## SOURCE EXTRACT
<<<<
Ohel has a WSOP bracelet from his victory in the $2,500 2-7 triple draw in 2012, and has cashed in several other variants, including runner-up finishes in the 2018 $10,000 2-7 triple draw, the 2016 $10,000 seven card stud hi-lo championship, and the 2014 $10,000 HORSE championship.

The Florida native and Las Vegas resident has more than $2 million in live tournament earnings, almost exclusively in mixed events. Ohel has delved into the coaching realm of poker and is currently taking students to learn non-hold’em games. He can be found on Twitter @RandyOhel.

In an effort to provide readers with a solid fundamental strategy of mixed games, Card Player sat down with Ohel to break down a badugi hand from the $2,500 mixed triple draw event from the 2019 World Series of Poker.

For those that may not be familiar with the rules of the game, badugi is a limit triple draw game where each player is dealt four cards and the goal is to make the lowest hand with four different suits. 4-3-2-A with four different suits is considered the nuts in this game.

If neither player makes a badugi by the end of the hand, the best three-card hand will take the pot. For example, a 4-2-A with three different suits would beat 4-3-2 with three different suits, but both hands would lose to K-Q-7-3 with four different suits.

The Hand

Three-handed at the final table, Sumir Mathur raised on the button, Dan Zack called out of the small blind, and Braden Gazlay defended his big blind. Zack and Gazlay each took two and Mathur stood pat. After the first draw, Zack checked, Gazlay checked, Mathur bet, Zack called and Gazlay folded.

Zack took one card and Mathur stood pat. After the second draw, Zack checked, Mathur bet and Zack check-raised. Mathur called. On the final draw, Zack stood pat and Mathur stood pat behind. Zack bet, Mathur called, and Zack won the pot with a 9-4-2-A.

Steve Schult: Both blinds call and draw two cards. What are considered good two-card draws? Are you only playing wheel cards at this point?
>>>>
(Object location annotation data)
<<<<
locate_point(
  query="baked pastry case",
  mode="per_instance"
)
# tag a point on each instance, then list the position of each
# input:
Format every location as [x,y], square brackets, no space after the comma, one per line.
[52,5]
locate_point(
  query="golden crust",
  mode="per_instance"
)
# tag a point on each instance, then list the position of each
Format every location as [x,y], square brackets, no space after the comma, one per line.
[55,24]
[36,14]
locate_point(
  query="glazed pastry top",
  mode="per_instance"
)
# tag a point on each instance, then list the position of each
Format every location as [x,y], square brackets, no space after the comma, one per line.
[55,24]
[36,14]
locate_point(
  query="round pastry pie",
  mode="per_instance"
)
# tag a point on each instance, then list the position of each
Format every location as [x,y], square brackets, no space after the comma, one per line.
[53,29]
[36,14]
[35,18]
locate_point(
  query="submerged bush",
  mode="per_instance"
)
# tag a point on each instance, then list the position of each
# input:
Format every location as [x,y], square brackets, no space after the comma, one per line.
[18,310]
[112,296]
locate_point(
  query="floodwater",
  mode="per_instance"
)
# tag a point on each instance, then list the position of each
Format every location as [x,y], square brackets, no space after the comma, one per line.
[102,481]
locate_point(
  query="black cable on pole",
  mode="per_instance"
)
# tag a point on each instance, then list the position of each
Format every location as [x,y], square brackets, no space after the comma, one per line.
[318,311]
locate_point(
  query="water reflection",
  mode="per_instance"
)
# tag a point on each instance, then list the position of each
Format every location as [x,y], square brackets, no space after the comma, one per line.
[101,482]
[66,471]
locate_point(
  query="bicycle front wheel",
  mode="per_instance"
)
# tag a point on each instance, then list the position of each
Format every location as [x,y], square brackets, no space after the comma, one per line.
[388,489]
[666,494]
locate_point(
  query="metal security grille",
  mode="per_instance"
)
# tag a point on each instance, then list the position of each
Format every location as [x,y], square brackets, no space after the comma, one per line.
>>>>
<<<<
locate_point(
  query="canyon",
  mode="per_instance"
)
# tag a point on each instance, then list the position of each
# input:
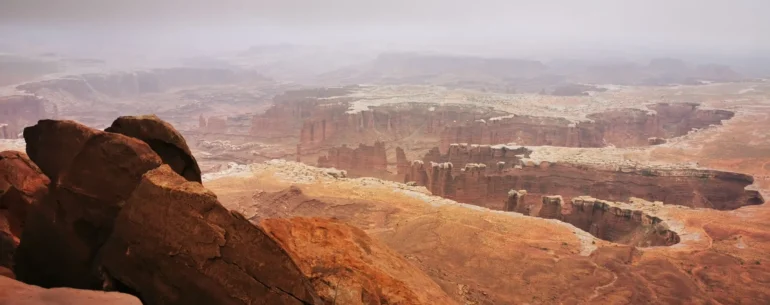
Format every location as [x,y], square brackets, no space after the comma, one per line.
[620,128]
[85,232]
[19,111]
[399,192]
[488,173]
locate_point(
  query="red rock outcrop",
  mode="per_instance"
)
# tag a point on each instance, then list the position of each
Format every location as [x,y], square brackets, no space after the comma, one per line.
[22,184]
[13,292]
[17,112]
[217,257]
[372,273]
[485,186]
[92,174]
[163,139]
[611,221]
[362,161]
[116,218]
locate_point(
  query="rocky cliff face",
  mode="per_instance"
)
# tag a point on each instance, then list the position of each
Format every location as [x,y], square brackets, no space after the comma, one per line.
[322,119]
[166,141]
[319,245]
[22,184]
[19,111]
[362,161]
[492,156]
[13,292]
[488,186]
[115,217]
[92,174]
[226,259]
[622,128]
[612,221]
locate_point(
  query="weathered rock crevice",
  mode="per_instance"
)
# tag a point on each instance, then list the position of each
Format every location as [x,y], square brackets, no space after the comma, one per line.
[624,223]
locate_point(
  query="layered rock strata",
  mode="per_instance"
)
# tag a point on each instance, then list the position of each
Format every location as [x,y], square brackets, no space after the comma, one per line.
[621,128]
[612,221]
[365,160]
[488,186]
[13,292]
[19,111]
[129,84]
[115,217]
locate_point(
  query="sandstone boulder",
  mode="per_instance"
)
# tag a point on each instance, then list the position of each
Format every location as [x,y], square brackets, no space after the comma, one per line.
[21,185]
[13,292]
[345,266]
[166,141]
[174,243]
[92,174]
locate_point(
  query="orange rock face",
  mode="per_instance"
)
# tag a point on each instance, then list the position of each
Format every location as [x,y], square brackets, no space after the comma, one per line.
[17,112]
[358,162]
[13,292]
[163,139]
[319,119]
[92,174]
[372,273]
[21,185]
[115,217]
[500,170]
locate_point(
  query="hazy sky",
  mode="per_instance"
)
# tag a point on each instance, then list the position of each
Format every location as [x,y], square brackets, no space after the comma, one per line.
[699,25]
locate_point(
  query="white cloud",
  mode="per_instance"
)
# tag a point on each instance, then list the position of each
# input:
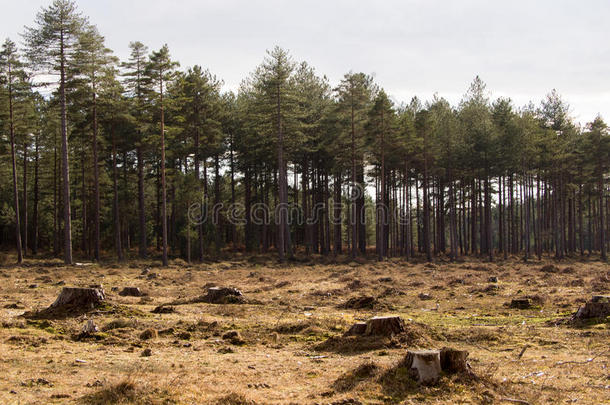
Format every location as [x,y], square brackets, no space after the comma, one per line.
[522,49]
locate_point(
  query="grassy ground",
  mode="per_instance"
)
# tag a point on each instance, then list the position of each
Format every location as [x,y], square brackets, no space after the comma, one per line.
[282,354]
>>>>
<<<<
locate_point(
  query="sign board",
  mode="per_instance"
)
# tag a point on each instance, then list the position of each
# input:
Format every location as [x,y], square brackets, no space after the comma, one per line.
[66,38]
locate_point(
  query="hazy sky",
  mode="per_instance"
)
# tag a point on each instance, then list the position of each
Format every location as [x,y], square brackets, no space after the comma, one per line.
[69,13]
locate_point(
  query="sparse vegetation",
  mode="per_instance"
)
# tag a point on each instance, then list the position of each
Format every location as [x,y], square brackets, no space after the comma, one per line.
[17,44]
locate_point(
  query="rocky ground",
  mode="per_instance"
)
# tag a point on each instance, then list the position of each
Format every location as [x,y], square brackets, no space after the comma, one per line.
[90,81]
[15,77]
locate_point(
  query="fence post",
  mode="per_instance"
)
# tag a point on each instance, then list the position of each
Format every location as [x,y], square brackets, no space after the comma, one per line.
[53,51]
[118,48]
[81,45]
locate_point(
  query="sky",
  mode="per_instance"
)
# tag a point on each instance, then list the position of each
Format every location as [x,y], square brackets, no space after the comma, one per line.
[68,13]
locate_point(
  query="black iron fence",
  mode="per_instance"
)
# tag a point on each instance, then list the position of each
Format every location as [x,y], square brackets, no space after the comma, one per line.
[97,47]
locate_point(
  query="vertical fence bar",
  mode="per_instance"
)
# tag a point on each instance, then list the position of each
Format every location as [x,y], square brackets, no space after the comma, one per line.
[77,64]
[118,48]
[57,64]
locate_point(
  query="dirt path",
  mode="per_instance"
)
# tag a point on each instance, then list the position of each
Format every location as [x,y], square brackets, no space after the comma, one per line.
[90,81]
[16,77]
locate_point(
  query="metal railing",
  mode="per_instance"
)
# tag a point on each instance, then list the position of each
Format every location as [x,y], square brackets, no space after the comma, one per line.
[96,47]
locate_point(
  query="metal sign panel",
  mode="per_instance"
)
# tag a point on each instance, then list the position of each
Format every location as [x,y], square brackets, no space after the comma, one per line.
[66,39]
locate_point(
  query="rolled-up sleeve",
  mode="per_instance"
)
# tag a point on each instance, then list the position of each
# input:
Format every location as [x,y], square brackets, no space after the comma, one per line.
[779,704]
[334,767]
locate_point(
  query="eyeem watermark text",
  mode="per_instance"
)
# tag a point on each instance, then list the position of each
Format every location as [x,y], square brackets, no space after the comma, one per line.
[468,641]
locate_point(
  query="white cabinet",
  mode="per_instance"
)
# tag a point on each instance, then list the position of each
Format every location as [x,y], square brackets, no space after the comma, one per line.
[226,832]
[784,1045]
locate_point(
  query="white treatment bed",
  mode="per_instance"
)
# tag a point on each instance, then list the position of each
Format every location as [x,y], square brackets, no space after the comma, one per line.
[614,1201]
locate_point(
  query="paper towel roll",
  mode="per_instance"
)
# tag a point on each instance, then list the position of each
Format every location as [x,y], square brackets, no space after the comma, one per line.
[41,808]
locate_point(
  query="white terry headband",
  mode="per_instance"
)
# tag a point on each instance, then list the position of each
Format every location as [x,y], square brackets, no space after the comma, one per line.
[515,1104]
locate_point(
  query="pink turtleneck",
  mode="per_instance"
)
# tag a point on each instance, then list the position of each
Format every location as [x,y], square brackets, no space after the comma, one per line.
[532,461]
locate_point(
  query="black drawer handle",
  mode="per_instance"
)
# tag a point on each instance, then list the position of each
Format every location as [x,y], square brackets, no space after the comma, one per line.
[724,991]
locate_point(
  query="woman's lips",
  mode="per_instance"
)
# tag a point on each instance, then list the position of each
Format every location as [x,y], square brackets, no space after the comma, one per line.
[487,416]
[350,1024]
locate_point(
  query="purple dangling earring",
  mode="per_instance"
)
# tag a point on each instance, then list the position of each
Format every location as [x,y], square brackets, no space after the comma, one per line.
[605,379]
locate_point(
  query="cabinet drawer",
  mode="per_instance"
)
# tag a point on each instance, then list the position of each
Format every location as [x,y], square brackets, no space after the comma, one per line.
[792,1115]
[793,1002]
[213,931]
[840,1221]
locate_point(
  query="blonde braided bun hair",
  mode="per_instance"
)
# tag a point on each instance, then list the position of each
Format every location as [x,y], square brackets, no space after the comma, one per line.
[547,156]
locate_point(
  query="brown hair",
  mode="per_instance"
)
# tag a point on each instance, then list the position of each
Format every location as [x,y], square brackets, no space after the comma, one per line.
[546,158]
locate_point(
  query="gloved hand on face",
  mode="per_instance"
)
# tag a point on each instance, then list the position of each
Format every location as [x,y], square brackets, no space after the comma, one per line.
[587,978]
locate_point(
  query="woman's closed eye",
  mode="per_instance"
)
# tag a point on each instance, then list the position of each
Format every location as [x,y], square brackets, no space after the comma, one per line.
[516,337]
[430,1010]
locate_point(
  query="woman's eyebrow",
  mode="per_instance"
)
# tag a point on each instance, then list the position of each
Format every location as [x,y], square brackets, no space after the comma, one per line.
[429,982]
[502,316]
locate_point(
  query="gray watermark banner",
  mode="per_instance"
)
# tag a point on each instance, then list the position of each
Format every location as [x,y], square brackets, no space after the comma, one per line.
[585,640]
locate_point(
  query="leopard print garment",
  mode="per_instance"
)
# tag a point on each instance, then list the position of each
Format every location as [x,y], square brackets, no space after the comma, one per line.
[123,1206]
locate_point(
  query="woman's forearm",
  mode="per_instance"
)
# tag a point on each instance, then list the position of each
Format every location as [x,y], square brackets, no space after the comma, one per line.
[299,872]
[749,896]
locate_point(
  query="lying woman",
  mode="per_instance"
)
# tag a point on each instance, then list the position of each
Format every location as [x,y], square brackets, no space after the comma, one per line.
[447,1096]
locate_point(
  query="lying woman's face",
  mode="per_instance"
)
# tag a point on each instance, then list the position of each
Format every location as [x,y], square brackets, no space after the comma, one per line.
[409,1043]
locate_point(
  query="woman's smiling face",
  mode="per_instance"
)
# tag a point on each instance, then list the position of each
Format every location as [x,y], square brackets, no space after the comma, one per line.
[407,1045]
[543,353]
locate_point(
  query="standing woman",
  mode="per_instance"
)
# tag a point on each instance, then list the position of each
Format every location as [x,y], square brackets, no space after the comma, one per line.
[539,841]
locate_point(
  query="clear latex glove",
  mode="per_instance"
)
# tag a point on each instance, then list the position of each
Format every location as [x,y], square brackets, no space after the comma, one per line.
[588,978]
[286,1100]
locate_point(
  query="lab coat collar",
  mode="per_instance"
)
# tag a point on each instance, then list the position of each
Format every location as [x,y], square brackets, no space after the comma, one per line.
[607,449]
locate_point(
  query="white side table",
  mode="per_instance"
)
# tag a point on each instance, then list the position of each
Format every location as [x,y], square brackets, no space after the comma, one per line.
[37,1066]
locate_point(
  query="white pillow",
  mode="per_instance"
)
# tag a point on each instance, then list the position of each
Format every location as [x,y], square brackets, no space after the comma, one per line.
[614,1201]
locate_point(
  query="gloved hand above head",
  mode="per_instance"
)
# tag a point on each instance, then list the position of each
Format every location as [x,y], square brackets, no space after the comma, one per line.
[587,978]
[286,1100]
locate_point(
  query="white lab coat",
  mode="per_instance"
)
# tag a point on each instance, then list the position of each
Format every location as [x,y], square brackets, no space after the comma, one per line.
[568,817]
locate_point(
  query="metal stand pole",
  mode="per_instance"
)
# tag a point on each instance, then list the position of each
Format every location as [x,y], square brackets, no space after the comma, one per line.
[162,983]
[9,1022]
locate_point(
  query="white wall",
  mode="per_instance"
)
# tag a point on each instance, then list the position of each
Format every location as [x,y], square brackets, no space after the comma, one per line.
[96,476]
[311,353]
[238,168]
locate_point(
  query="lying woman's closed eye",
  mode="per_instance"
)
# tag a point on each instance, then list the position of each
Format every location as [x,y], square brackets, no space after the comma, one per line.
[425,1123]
>>>>
Write out the portion of the badugi article starting at "If neither player" and ending at "K-Q-7-3 with four different suits.". None of these entries are needed.

## ANSWER TO THE TASK
If neither player makes a badugi by the end of the hand, the best three-card hand will take the pot. For example, a 4-2-A with three different suits would beat 4-3-2 with three different suits, but both hands would lose to K-Q-7-3 with four different suits.